# [Required tasks]
[a] In the thread on cattle ear tags, what does ontario hay man tattoo in the cattle's ears?
[b] In the records, switch "side mirror" to "side-view mirror" from the line with "I need to know—whereabouts is the white hood" up to and including the line with "[0,0,1062,171]", leaving everything else as is, and return only those lines.

# [Excerpt provided]
My wife uses Y-Tex and with 39 head of breeding stock she's lost only 1 tag in almost 2 years.


----------



## Colby (Mar 5, 2012)

We use one piece tags, mostly z tags and the all flex feedlot tags. But branding them is the only sure fire way.


----------



## IHCman (Aug 27, 2011)

I to used to think z tags were the best but it seems they're making em cheaper now or something. Look at the stubs you take out after they break. They all break in exactly the same spot. I've been doing a double tag system of one in each ear and try to replace whatever is missing whenever the cows go through the chute. Used brisket tags in the past but had some of those crack and split too, plus hard to read the number if the cow is always moving. I've wanted to get into freeze branding but so far haven't got any further than the planning stage on that. I really like to keep track of my cows for age and other records so a good id system is pretty important to me.


----------



## Lewis Ranch (Jul 15, 2013)

I ordered some tags offline probably a year or so ago and they have my name on them so if and when they get out sombody can't lay claims to them unless they cut the tag. I can't remember where I ordered them from but we have had good luck so far.


----------



## ontario hay man (Jul 18, 2013)

What we use are all flex tags. They are 2 piece and we rarely lose them. What i do is tattoo their tag number in their ear. If they lose a tag see what the number is. Write it on a blank tag with a tag pen and pop it in. Very simple. No mess and fuss from branding either.


----------



## barnrope (Mar 22, 2010)

I like the Ztags the best. Haven't had any more fall out than the Ytex or others Iv'e used. The Ztags are a one piece tag so you don't have to use buttons on the back of the tag. Maybe the new ones are cheapened up or there were some bad ones that went out.


----------



## Waterway64 (Dec 2, 2011)

I haven't heard any opinions on Richey tags yet?


----------



## bluefarmer (Oct 10, 2010)

Figured out my problem, I think, been using feedlot ztags, an there not made to last, so no wonder they break after approximately two years in a ear, ordered some of the real ztags they cost twice as much for half as many. 29.85 for 25 blanks


----------



## Ray 54 (Aug 2, 2014)

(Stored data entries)
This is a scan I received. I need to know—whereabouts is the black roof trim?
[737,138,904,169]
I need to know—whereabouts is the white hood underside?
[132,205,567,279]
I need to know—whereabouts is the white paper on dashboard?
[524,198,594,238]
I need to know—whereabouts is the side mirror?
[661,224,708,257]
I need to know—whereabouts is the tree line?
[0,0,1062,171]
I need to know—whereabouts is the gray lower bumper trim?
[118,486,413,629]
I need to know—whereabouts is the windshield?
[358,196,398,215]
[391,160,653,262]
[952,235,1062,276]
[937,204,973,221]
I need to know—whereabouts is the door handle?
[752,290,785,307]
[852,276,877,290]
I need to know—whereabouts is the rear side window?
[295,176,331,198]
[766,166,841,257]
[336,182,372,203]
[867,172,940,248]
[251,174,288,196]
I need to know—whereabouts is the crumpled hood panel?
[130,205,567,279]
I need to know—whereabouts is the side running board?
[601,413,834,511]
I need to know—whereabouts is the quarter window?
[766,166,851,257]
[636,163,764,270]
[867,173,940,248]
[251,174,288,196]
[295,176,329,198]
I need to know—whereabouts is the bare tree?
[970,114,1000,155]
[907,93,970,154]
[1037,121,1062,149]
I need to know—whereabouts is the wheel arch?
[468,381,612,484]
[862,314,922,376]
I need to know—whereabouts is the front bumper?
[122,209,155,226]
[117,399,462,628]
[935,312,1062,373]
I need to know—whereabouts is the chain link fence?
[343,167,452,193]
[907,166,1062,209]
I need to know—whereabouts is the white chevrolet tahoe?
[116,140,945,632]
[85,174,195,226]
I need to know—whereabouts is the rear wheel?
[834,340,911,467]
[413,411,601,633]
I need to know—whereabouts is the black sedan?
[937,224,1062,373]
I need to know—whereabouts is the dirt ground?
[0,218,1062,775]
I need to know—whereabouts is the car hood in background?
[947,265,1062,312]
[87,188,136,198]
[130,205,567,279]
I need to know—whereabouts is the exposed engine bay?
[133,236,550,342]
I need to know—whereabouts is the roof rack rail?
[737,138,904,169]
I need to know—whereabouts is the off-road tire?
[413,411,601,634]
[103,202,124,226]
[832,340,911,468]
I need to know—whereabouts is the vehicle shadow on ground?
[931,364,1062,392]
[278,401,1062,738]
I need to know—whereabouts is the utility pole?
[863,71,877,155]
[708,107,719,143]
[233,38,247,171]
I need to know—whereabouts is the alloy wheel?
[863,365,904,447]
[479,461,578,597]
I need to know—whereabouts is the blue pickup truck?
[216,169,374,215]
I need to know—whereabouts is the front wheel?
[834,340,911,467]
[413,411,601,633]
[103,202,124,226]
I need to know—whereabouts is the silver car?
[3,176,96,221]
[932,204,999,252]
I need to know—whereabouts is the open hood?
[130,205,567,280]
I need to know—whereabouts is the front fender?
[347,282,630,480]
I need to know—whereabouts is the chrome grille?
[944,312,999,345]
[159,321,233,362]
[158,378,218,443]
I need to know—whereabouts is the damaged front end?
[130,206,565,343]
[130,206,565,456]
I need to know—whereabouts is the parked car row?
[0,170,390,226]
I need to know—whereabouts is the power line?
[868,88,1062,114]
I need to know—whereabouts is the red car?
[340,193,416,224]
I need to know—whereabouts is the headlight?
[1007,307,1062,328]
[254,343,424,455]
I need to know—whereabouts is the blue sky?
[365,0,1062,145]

# [Outputs]
[a] Their tag number.

[b]
I need to know—whereabouts is the white hood underside?
[132,205,567,279]
I need to know—whereabouts is the white paper on dashboard?
[524,198,594,238]
I need to know—whereabouts is the side-view mirror?
[661,224,708,257]
I need to know—whereabouts is the tree line?
[0,0,1062,171]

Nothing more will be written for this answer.